[Data extracted from a collection]
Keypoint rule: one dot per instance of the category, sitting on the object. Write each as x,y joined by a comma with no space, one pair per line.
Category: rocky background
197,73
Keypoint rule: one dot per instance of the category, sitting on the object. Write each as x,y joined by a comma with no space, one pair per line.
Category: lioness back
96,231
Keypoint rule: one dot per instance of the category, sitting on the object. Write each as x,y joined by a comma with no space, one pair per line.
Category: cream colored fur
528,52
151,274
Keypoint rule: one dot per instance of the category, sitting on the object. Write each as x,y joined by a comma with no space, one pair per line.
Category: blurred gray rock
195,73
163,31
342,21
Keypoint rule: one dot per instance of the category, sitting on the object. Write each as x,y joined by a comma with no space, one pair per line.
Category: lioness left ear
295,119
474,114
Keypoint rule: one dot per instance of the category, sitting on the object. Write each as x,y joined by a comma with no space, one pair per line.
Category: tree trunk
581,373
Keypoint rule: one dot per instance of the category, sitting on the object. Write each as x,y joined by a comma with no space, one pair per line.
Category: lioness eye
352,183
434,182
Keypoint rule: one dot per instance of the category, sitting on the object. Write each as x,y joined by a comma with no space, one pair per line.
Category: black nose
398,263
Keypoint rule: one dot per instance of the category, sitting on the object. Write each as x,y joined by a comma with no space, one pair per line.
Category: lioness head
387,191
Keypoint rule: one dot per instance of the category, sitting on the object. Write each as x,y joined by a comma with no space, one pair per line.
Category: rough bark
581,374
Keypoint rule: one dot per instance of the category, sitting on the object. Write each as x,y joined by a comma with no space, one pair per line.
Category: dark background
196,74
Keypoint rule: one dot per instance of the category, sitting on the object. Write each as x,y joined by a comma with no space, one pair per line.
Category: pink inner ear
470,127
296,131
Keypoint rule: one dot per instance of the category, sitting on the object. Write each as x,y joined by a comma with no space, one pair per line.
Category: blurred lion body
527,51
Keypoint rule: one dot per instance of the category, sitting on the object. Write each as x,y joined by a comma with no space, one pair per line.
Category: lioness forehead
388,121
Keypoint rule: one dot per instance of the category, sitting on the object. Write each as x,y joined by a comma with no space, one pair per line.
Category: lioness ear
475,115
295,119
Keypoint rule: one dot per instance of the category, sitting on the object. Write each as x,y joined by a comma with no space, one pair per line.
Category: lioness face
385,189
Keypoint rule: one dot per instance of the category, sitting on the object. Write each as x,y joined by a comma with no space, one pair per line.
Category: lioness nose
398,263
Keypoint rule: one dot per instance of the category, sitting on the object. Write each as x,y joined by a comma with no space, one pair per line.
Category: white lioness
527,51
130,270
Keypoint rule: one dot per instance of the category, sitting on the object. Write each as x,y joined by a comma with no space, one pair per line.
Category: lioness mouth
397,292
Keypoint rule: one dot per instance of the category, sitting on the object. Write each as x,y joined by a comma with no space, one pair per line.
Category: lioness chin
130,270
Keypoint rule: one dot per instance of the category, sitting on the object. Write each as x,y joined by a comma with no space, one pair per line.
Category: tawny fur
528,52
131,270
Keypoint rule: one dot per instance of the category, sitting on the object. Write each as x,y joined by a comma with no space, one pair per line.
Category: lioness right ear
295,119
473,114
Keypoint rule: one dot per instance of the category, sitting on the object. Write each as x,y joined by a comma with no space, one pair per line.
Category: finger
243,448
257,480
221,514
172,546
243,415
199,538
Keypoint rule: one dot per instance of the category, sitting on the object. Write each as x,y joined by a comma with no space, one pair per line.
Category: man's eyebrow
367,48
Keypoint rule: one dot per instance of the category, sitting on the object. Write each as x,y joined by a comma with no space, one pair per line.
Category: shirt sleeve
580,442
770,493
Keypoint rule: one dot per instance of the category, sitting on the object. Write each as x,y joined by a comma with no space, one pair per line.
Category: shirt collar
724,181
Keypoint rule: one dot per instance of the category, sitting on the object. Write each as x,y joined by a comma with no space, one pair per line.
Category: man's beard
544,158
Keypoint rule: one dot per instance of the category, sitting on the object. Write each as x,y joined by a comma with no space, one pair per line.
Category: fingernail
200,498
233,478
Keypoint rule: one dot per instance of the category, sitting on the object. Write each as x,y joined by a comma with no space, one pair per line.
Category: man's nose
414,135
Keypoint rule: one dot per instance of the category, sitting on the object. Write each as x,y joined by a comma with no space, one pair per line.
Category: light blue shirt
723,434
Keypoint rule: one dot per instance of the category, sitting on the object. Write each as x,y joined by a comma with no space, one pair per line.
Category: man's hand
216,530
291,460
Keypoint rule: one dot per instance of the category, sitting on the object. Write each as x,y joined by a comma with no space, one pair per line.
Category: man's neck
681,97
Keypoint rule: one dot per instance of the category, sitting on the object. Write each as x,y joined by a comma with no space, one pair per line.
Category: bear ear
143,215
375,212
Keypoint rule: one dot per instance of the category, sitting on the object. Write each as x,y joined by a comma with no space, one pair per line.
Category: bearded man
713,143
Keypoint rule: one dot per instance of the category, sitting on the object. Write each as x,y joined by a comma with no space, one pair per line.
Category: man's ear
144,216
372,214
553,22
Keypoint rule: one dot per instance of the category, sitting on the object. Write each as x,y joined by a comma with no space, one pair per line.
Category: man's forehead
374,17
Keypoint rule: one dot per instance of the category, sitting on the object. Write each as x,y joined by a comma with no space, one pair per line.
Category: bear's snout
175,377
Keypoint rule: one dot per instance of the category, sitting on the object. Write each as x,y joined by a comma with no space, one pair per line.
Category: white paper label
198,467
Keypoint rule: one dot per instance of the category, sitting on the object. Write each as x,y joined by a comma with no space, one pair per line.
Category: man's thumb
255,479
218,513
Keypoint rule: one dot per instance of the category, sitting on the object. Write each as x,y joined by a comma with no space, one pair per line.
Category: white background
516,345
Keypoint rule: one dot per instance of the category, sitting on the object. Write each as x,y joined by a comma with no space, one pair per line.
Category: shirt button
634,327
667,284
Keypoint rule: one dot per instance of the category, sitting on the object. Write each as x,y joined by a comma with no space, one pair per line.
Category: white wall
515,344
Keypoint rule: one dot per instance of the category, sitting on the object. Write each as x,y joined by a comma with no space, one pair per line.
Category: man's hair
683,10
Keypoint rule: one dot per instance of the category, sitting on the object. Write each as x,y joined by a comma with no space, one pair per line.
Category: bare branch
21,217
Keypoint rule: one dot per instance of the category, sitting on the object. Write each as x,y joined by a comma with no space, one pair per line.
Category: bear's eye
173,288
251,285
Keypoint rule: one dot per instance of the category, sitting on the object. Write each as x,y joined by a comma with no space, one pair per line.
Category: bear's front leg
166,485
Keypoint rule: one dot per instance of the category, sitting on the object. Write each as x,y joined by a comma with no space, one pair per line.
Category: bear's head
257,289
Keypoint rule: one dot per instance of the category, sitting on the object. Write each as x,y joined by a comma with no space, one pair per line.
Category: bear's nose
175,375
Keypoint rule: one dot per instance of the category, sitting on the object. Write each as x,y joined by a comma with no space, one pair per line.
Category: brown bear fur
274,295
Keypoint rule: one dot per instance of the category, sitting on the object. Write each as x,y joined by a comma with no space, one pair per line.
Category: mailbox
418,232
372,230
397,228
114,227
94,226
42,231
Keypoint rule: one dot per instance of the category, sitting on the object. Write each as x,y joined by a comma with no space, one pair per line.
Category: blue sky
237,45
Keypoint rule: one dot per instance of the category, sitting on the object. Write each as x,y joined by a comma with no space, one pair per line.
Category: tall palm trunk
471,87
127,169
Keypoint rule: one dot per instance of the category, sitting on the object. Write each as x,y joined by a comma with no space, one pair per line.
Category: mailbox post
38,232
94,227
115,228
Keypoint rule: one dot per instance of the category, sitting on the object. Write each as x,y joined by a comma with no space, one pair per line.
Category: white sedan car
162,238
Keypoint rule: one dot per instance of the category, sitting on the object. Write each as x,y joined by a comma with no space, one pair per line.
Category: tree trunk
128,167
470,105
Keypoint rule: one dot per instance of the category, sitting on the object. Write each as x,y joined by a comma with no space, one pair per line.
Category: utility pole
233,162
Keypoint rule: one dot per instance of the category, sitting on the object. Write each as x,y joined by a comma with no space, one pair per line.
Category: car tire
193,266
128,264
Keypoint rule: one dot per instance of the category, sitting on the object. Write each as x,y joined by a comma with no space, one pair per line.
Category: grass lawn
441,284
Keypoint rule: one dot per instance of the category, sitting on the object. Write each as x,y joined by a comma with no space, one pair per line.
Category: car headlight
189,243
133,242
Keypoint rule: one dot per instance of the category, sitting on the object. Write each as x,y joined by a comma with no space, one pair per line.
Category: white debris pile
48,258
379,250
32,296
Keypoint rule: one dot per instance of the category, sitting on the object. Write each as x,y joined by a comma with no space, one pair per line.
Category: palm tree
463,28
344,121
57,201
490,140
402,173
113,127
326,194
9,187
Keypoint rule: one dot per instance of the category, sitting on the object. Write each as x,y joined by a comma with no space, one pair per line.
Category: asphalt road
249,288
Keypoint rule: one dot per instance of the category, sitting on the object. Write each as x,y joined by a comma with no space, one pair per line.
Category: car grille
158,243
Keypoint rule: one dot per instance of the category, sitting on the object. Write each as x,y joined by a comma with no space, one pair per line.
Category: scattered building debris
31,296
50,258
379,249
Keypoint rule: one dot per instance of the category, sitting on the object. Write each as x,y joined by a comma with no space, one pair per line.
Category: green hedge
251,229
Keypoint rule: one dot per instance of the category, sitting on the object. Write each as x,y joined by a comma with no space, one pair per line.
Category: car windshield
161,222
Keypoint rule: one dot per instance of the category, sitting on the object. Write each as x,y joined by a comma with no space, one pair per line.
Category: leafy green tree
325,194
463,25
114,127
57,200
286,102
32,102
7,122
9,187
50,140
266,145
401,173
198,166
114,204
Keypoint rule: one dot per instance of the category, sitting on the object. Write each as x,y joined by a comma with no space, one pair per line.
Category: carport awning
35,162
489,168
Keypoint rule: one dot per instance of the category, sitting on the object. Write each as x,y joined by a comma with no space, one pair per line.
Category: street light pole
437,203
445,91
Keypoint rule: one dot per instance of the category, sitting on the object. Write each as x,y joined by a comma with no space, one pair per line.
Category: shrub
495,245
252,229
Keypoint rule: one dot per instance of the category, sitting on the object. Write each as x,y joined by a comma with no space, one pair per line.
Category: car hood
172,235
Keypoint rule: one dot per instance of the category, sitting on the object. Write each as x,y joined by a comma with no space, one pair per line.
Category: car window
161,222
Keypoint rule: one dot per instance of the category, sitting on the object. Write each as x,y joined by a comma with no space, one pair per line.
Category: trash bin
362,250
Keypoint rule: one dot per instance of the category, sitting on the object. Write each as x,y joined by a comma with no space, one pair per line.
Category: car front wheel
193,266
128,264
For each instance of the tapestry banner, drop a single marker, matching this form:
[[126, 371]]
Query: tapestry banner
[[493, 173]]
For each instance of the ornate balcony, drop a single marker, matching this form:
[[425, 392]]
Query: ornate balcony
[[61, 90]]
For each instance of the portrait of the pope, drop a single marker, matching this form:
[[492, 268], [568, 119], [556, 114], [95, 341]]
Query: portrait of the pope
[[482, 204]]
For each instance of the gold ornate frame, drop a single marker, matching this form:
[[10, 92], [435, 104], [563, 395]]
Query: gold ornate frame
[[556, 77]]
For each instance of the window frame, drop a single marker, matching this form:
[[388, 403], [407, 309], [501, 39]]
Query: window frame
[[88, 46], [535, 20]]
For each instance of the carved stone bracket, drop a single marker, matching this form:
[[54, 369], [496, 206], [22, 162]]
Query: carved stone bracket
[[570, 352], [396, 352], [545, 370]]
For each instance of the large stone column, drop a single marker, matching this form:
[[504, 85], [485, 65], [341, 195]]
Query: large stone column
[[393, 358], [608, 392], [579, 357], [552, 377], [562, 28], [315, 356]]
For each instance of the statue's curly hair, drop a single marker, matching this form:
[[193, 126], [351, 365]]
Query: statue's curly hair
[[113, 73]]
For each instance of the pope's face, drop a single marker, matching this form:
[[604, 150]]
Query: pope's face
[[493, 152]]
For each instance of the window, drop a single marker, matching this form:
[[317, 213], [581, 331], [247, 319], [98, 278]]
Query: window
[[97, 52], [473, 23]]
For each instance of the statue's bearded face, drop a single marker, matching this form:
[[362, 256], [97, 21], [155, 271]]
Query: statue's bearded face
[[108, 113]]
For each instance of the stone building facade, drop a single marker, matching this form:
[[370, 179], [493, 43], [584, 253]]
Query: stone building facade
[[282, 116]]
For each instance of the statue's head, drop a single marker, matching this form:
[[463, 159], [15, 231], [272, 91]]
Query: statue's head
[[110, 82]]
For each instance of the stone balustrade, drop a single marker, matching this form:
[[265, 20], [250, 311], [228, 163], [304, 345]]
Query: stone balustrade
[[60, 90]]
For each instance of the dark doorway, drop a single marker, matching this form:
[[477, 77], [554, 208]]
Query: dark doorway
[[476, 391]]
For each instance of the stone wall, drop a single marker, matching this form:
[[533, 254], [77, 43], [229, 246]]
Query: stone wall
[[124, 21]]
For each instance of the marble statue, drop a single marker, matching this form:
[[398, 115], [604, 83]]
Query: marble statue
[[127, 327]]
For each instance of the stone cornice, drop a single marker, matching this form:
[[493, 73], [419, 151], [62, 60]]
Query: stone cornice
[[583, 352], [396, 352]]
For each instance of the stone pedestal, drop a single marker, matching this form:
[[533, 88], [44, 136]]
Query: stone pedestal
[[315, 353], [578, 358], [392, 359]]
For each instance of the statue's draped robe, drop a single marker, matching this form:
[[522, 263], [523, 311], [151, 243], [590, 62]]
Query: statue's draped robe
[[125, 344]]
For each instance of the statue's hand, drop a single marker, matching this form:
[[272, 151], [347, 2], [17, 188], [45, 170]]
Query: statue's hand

▸ **THE PROBLEM**
Taking the line with "For each instance of the stone balustrade, drop" as the first and the line with "[[533, 88], [44, 136]]" as the last, retype that stretch of the data above exactly, with no other lines.

▸ **THE ANSWER**
For each instance of the stone balustrade, drop a single marker, matching this form:
[[265, 20], [250, 311], [228, 163], [304, 345]]
Query: stone balustrade
[[60, 90]]
For each instance of the dark doorway, drop a single marker, matching this form:
[[477, 77], [554, 208]]
Query: dark doorway
[[476, 391]]
For each instance of the stone wall, drop a single marker, matching this form:
[[533, 254], [77, 43], [229, 246]]
Query: stone wall
[[124, 21]]
For each instance of the marble statue, drop a single marker, matching this form:
[[398, 115], [604, 83]]
Query: marble statue
[[127, 327]]
For each instance of the stone cornice, drop a single marker, matching this form:
[[493, 73], [419, 151], [62, 60]]
Query: stone cornice
[[583, 352], [396, 352]]
For each instance of the stone pedestal, drop a single marker, matching this form:
[[533, 88], [44, 136]]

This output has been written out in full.